##### Stored data #####

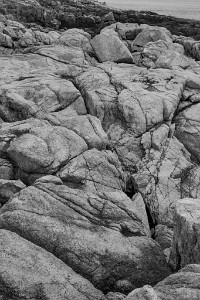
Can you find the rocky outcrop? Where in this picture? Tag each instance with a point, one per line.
(91, 14)
(185, 246)
(182, 285)
(94, 158)
(108, 47)
(33, 273)
(86, 230)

#####

## Directive:
Could you edit the records so that "rocky outcrop" becomes "boulder", with everything else left unchanged? Leave the pictures out of your answer.

## Result below:
Can you find the boulder? Where in this picture? Tag each instance with a point, one per line.
(91, 14)
(185, 246)
(182, 285)
(94, 158)
(108, 47)
(33, 273)
(86, 230)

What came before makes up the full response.